• **Task to complete**
Count the lines of the data below that contain the string "road", with case counting. Reply with only the number.

• **Stored data**
================================
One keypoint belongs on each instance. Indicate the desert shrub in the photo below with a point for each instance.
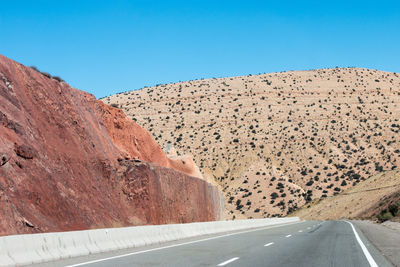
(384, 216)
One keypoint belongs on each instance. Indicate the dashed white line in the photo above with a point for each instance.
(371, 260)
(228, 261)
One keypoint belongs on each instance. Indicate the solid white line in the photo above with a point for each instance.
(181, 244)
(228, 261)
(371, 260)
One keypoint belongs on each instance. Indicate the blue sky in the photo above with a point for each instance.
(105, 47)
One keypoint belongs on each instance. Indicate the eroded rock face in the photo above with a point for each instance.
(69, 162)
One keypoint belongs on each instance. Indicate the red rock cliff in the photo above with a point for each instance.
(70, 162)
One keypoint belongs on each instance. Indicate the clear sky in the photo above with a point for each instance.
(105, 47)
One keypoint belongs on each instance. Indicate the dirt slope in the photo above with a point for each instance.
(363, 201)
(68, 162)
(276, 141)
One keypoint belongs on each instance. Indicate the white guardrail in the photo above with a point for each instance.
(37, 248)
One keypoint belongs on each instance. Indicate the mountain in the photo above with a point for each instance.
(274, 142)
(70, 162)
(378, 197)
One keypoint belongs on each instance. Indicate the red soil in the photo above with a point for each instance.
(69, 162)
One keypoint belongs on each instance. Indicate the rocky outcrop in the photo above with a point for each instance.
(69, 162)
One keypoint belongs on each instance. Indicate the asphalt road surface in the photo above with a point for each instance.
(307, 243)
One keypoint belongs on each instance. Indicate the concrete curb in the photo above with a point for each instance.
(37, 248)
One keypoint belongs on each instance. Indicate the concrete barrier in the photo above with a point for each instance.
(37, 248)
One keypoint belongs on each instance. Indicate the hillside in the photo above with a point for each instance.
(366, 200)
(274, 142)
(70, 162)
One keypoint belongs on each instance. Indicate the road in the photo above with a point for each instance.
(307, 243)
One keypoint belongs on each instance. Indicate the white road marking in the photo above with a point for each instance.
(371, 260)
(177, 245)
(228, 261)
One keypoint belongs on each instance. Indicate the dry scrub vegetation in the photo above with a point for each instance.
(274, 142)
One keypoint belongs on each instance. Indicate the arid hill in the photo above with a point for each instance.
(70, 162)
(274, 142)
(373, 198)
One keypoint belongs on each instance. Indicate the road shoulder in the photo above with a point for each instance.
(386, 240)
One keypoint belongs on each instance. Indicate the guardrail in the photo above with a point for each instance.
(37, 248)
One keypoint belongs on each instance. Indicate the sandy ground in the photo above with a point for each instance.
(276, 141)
================================
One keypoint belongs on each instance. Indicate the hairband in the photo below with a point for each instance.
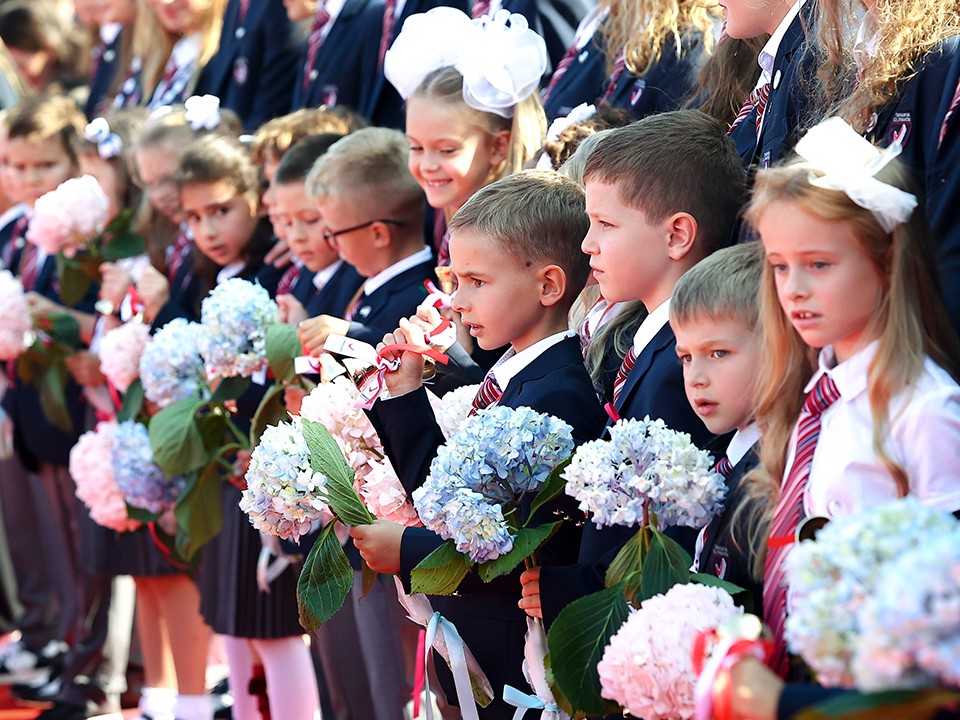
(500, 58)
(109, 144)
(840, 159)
================================
• **Response to this task**
4